- **本文**
━━━━━━

1.0
作品としては面白いが原作者の意図は無視
最初はこの漫画は大変面白くて良いと思った。
原作を読んだのは四半世紀前で記憶は朧げ。
双子の立場が取り変わる経緯が原作では割とザックリと乱暴に描かれていたと記憶しているが、漫画の方では細やかに無理なく描いており納得できたのでそのまま課金して読み進めた。
原作ではやや荒っぽいストーリーの流れを丁寧にエピソード埋めていて破綻がなく面白い。
にも関わらず全部読み終わった時に疑問を感じた。
この作者は、「とりかへばや物語」を読んだ時に女性が感じる納得いかないところを全部都合良く改変し大団円にしているので、結果的に原作が作品に込めたテーマを破壊していると感じる。
原作「とりかへばや物語」のキモは、2人の女性が男性社会に挑んで挫折する物語だと思う。

━━━━━━

[バウンディングボックスデータの抜粋]

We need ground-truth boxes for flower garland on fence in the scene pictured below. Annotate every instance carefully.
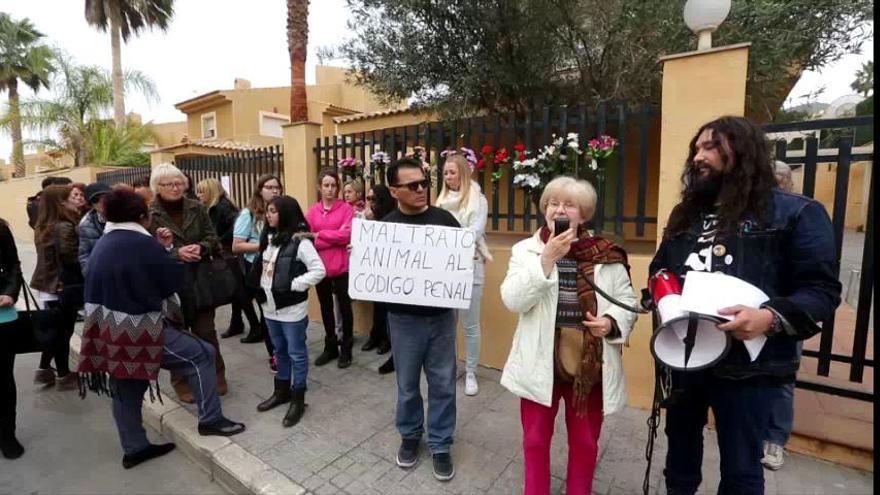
[513,132,618,199]
[336,156,364,180]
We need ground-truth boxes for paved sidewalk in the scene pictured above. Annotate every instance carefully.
[163,308,873,495]
[6,240,874,495]
[0,354,228,495]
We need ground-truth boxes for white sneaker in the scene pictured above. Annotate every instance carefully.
[464,373,480,395]
[761,442,785,471]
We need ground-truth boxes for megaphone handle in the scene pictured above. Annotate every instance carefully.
[683,313,698,368]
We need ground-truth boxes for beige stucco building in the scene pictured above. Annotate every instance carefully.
[152,66,406,164]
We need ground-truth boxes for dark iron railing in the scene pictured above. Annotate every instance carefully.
[96,167,150,187]
[314,103,659,237]
[174,146,284,208]
[764,116,874,401]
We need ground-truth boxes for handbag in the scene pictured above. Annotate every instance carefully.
[190,256,239,311]
[7,278,61,354]
[553,327,586,383]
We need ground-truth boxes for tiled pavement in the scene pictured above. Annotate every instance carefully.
[163,308,873,495]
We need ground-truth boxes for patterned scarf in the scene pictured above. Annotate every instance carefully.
[541,227,629,416]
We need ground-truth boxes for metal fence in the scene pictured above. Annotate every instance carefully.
[314,103,659,237]
[96,167,150,187]
[174,145,284,208]
[764,116,874,401]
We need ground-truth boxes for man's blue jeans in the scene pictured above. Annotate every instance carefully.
[266,317,309,390]
[766,342,804,447]
[388,310,456,454]
[664,370,778,495]
[110,325,222,455]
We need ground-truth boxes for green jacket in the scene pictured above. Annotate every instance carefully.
[150,198,220,259]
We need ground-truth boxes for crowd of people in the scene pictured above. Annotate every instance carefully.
[0,117,840,494]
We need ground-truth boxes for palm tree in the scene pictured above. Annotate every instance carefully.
[287,0,309,122]
[86,0,174,129]
[849,60,874,98]
[12,57,158,167]
[0,13,55,177]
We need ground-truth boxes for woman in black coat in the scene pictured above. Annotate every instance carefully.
[196,179,262,338]
[0,219,24,459]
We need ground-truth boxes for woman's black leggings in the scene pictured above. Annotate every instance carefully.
[40,301,79,376]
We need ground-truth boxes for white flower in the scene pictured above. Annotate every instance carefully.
[525,174,541,188]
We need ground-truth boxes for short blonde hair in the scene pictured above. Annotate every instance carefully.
[538,176,598,222]
[342,179,364,198]
[196,177,226,208]
[150,163,191,194]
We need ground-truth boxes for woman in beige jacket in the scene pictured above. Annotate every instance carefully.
[501,177,636,494]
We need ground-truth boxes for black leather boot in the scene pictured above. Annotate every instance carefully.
[315,336,339,366]
[257,378,290,412]
[239,325,266,344]
[336,338,354,369]
[0,425,24,459]
[281,388,306,428]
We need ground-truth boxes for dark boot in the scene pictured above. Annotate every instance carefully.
[336,338,354,369]
[239,325,266,344]
[0,425,24,459]
[220,320,244,339]
[315,335,339,366]
[257,378,290,412]
[281,388,306,428]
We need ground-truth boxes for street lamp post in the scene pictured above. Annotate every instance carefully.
[684,0,730,50]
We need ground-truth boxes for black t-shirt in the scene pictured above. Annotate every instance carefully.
[382,206,461,316]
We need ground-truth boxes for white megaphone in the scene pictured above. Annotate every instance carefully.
[649,270,731,371]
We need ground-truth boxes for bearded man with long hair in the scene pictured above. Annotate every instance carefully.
[649,117,841,494]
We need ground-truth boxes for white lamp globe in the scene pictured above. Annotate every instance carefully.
[684,0,730,50]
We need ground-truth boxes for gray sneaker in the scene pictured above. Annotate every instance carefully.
[761,442,785,471]
[397,438,419,469]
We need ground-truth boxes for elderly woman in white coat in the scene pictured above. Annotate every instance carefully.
[501,177,636,495]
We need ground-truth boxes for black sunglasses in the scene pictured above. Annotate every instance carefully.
[391,179,431,192]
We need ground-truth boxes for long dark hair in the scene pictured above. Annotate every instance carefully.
[370,184,397,220]
[664,116,776,236]
[248,174,284,224]
[34,185,79,246]
[260,196,311,251]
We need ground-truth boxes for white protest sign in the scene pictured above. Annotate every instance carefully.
[348,218,476,309]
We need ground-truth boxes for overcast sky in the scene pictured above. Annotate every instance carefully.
[0,0,873,159]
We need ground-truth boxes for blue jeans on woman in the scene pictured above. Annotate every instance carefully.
[266,317,309,390]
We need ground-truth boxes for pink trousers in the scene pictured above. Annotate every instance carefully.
[520,384,602,495]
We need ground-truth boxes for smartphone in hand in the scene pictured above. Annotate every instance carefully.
[553,217,571,237]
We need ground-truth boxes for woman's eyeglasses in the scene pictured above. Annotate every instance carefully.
[391,179,431,192]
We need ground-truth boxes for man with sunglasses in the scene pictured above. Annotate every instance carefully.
[382,158,461,481]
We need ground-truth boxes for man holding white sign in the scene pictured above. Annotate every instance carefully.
[358,158,475,481]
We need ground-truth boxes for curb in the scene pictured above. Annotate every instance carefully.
[70,333,310,495]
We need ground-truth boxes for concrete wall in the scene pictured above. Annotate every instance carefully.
[151,120,189,148]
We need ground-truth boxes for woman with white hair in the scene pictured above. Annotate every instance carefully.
[501,177,636,495]
[150,163,228,404]
[437,152,492,395]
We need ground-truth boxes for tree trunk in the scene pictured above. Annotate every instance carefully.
[7,78,27,177]
[110,17,125,130]
[287,0,309,122]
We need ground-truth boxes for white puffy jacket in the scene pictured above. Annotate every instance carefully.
[501,231,637,415]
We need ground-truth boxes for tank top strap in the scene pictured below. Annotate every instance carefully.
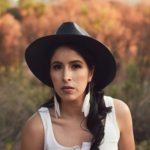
[104,96,120,135]
[38,107,52,150]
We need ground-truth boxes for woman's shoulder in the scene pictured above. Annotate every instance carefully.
[21,112,44,150]
[113,99,132,131]
[113,99,130,116]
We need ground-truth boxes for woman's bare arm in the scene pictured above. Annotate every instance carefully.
[21,113,44,150]
[114,100,135,150]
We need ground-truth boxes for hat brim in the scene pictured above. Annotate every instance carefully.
[25,34,116,91]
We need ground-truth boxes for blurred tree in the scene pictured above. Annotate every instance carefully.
[0,0,10,15]
[0,14,22,69]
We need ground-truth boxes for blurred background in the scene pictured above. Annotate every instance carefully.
[0,0,150,150]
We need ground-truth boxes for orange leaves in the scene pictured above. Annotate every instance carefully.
[0,0,150,68]
[0,14,21,67]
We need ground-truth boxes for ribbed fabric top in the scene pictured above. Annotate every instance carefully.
[38,96,120,150]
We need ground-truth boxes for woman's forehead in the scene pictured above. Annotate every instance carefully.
[52,46,84,61]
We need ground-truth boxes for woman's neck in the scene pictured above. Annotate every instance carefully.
[60,97,84,118]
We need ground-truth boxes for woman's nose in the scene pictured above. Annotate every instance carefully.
[63,69,71,82]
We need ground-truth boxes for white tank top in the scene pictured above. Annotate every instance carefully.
[38,96,120,150]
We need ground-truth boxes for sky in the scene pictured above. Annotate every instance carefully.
[9,0,146,6]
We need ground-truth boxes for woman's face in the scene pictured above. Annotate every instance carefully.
[50,46,94,101]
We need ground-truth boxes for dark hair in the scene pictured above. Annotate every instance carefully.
[41,44,111,150]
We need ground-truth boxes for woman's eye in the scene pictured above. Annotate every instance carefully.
[53,65,62,70]
[72,65,81,69]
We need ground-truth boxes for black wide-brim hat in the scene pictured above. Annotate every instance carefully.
[25,22,116,91]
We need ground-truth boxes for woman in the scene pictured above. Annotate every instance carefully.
[21,22,135,150]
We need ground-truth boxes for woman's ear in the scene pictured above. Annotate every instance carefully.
[88,66,95,82]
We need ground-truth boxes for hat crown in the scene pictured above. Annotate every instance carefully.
[54,22,90,37]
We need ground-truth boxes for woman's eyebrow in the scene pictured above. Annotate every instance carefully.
[51,61,62,65]
[51,60,83,65]
[70,60,83,64]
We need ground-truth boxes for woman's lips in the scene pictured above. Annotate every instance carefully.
[61,86,74,93]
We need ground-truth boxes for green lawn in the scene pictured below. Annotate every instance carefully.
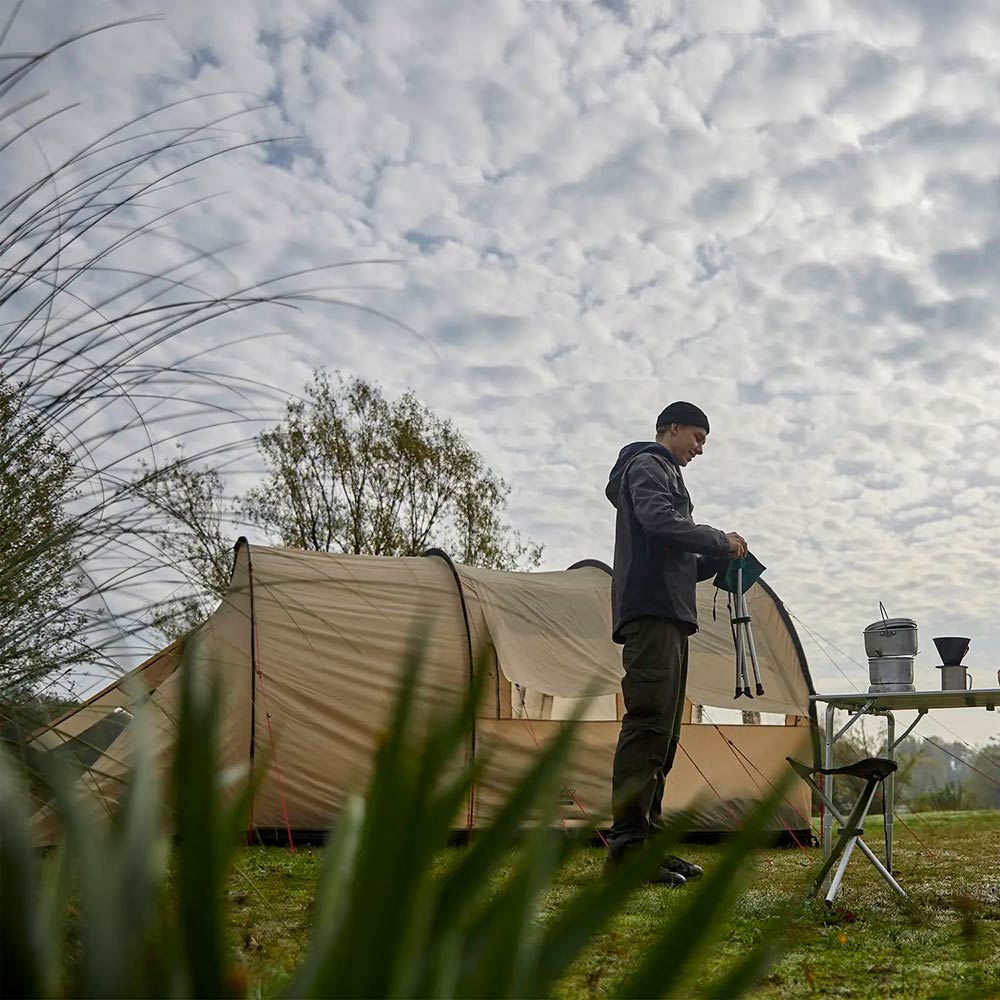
[231,811,1000,1000]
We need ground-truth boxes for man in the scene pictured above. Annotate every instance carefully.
[605,402,747,886]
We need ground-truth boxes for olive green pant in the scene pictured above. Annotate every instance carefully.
[608,618,688,858]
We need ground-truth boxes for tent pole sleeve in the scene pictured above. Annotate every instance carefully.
[423,549,480,836]
[242,538,257,838]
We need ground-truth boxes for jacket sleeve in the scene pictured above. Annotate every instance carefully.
[696,542,729,583]
[626,455,729,559]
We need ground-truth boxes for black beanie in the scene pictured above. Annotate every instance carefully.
[656,399,708,434]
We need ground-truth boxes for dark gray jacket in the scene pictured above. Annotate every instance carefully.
[605,441,729,642]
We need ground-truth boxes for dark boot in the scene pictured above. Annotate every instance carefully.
[604,854,688,887]
[663,854,705,881]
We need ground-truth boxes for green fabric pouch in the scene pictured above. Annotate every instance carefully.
[713,552,767,594]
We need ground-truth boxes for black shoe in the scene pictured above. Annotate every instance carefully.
[646,865,688,888]
[663,854,705,881]
[604,854,688,886]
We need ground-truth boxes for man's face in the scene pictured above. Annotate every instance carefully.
[670,424,708,466]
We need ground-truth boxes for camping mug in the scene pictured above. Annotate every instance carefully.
[941,663,972,691]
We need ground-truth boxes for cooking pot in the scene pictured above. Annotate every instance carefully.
[865,618,920,660]
[868,656,913,685]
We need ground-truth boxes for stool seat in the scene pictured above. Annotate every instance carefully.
[785,757,906,906]
[785,757,898,781]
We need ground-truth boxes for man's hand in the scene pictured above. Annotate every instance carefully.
[726,531,750,559]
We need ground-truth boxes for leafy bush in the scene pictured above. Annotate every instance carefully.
[0,636,796,997]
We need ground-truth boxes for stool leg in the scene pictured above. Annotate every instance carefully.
[823,703,833,880]
[858,839,906,899]
[826,837,858,906]
[813,775,878,898]
[882,712,896,871]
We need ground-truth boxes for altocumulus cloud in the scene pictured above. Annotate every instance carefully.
[9,0,1000,739]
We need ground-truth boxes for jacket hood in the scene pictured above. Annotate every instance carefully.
[604,441,677,507]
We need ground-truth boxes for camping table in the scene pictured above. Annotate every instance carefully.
[809,688,1000,872]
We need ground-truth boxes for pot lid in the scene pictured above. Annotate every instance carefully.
[865,618,917,632]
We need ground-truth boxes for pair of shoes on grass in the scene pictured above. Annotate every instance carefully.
[604,854,704,887]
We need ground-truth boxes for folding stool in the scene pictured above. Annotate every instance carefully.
[785,757,906,906]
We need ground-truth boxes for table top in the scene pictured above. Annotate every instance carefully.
[809,688,1000,712]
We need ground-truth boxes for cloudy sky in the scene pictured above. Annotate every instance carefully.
[7,0,1000,742]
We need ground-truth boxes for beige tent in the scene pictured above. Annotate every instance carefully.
[32,539,812,836]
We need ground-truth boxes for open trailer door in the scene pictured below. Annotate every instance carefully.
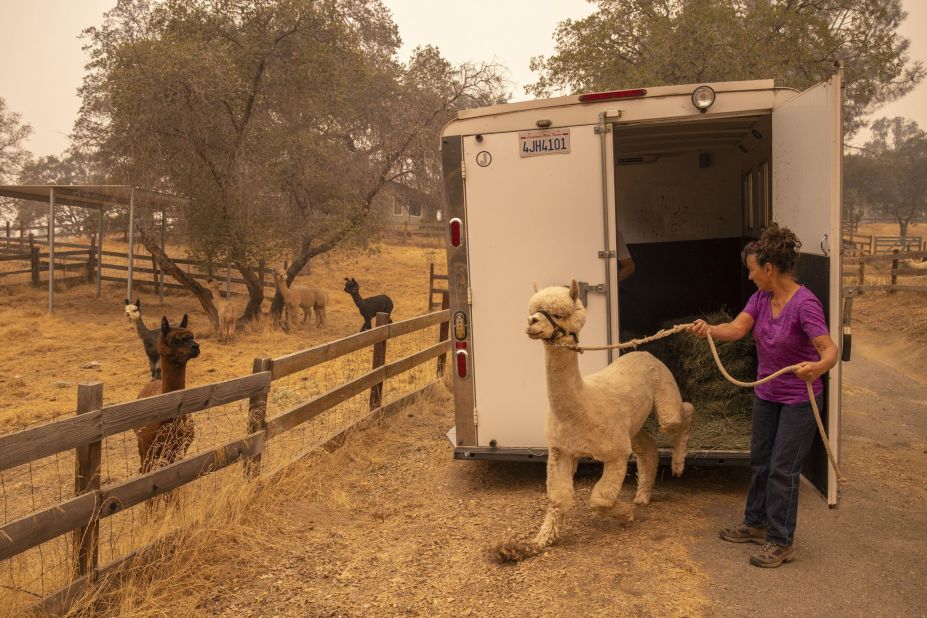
[463,125,617,451]
[772,73,843,505]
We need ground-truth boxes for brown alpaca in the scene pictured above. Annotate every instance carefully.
[135,314,200,474]
[274,268,328,327]
[206,277,236,343]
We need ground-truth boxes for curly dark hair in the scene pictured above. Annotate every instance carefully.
[741,222,801,274]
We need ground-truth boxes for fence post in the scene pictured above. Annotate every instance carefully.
[889,249,898,293]
[29,243,42,288]
[245,356,274,478]
[86,234,97,283]
[438,291,451,377]
[74,382,103,578]
[428,262,435,312]
[370,312,390,412]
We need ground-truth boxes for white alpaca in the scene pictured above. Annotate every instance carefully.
[206,277,236,343]
[274,268,328,328]
[497,281,695,560]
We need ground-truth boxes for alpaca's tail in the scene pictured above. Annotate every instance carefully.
[493,504,567,562]
[492,541,544,562]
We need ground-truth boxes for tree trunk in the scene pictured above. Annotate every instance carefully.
[138,226,219,332]
[235,263,264,322]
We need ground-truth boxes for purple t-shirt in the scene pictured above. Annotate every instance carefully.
[744,286,830,404]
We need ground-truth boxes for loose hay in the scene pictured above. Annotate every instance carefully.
[641,309,756,450]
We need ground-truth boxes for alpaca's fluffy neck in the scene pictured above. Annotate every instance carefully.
[544,337,583,418]
[351,290,364,309]
[161,354,187,393]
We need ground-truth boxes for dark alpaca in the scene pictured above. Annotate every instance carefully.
[344,277,393,332]
[135,314,200,474]
[126,298,161,380]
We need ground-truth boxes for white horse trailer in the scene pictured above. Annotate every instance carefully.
[442,72,849,505]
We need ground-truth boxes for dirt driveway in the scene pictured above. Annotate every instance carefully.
[194,322,927,616]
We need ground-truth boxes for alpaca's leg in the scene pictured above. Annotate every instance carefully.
[653,367,682,433]
[631,429,660,504]
[589,449,634,523]
[534,448,576,548]
[496,448,576,562]
[673,401,695,476]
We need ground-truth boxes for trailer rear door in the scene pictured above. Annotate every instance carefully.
[463,126,614,447]
[772,74,843,505]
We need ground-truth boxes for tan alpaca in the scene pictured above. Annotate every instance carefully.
[206,277,237,343]
[274,268,328,327]
[497,281,695,560]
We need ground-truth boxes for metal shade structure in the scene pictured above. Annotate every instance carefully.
[0,185,189,313]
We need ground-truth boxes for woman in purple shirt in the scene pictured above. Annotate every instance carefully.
[689,223,837,567]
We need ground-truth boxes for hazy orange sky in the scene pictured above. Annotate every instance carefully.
[0,0,927,156]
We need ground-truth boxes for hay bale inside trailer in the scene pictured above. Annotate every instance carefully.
[641,310,756,450]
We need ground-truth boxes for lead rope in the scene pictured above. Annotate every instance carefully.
[548,322,847,483]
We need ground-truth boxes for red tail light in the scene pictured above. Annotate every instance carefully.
[456,350,467,380]
[579,88,647,103]
[448,217,463,248]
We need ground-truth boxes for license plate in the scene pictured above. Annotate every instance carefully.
[518,129,570,157]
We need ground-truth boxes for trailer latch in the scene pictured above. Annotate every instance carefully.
[576,281,605,307]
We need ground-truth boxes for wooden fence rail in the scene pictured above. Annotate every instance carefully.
[0,309,450,610]
[843,249,927,296]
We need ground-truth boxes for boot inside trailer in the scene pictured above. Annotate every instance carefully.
[613,114,772,449]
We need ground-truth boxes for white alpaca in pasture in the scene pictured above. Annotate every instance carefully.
[496,281,695,561]
[206,277,236,343]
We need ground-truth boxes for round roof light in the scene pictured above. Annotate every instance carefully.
[692,86,715,113]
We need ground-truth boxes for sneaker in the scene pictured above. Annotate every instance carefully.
[718,524,766,545]
[750,543,795,568]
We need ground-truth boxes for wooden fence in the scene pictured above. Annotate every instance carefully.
[0,309,450,612]
[843,231,927,255]
[843,249,927,296]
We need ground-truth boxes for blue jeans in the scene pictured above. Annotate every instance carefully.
[744,394,824,545]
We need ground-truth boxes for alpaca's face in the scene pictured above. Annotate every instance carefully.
[525,286,586,339]
[158,327,200,365]
[126,305,142,322]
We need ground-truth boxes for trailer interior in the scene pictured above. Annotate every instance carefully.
[613,114,772,434]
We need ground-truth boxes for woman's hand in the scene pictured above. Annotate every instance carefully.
[795,362,827,382]
[686,320,711,339]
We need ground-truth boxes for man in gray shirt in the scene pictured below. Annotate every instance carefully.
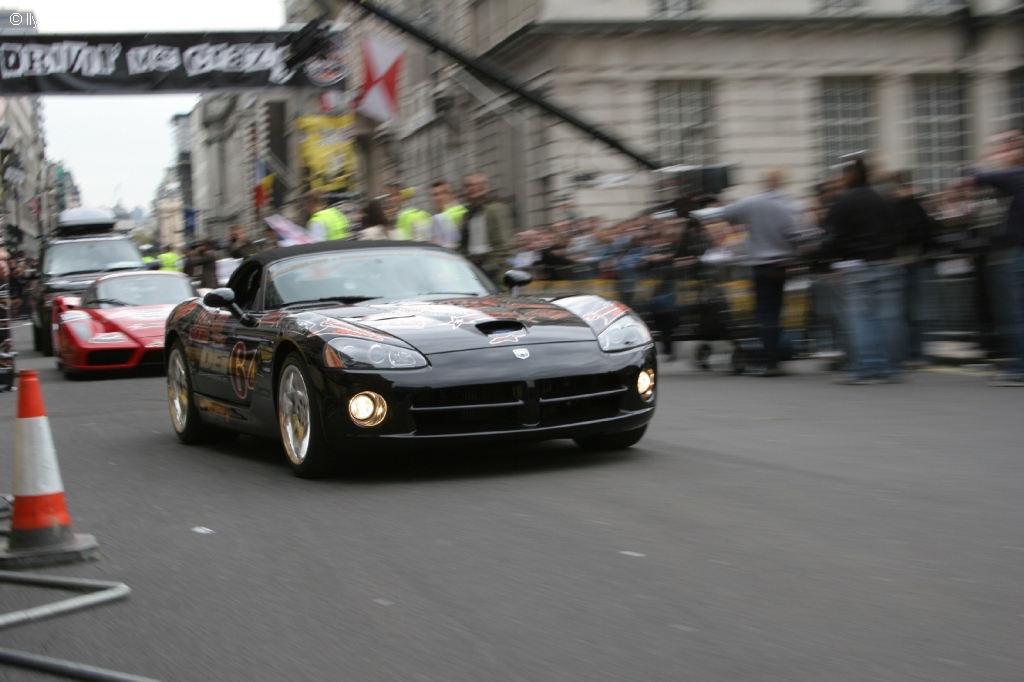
[722,169,801,377]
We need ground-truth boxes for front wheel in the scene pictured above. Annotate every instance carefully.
[575,424,647,452]
[278,354,336,478]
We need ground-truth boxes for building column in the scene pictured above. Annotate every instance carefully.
[872,76,913,170]
[970,73,1011,150]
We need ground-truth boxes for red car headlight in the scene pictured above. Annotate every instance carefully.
[63,317,129,343]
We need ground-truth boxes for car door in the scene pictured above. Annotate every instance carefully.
[195,263,275,407]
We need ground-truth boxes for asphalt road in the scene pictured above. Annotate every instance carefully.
[0,321,1024,682]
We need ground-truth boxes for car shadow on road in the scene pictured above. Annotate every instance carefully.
[210,436,643,485]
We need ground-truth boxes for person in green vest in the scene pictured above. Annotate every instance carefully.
[387,182,431,242]
[303,189,349,242]
[157,247,181,272]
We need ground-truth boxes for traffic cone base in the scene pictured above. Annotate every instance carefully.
[0,370,97,568]
[0,534,99,569]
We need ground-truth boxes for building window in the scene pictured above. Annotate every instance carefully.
[910,0,965,12]
[654,0,701,18]
[820,77,879,170]
[818,0,864,12]
[910,75,971,191]
[1007,69,1024,130]
[655,81,713,166]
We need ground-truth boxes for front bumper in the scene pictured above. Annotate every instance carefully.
[322,342,657,447]
[56,326,164,372]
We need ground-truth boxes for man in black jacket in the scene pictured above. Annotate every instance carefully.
[891,170,934,367]
[822,158,903,384]
[971,130,1024,387]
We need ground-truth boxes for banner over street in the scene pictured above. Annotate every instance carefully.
[0,31,348,95]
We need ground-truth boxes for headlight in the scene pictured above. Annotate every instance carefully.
[324,337,427,370]
[637,368,654,400]
[65,319,92,341]
[63,311,130,343]
[597,312,651,353]
[348,391,387,427]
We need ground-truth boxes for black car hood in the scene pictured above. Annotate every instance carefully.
[301,296,628,354]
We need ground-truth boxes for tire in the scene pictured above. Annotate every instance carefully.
[275,353,338,478]
[693,343,713,372]
[167,341,238,445]
[575,424,647,452]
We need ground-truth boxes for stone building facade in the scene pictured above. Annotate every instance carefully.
[286,0,1024,227]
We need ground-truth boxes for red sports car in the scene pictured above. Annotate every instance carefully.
[53,271,198,376]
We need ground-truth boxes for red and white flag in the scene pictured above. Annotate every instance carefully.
[355,38,406,123]
[264,215,315,246]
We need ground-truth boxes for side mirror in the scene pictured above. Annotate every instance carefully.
[203,287,259,327]
[503,270,534,296]
[203,287,234,308]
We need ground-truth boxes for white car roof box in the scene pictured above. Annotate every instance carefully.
[56,208,117,237]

━━━━━━

- **課題のねらい**
本文のうち「原作を読んだのは四半世紀前で記憶は朧げ。」から「挑んで挫折する物語だと思う。」までを、「四半世紀前」を「二十年以上前」に置き換えてもう一度書け。

- **解答**
原作を読んだのは二十年以上前で記憶は朧げ。
双子の立場が取り変わる経緯が原作では割とザックリと乱暴に描かれていたと記憶しているが、漫画の方では細やかに無理なく描いており納得できたのでそのまま課金して読み進めた。
原作ではやや荒っぽいストーリーの流れを丁寧にエピソード埋めていて破綻がなく面白い。
にも関わらず全部読み終わった時に疑問を感じた。
この作者は、「とりかへばや物語」を読んだ時に女性が感じる納得いかないところを全部都合良く改変し大団円にしているので、結果的に原作が作品に込めたテーマを破壊していると感じる。
原作「とりかへばや物語」のキモは、2人の女性が男性社会に挑んで挫折する物語だと思う。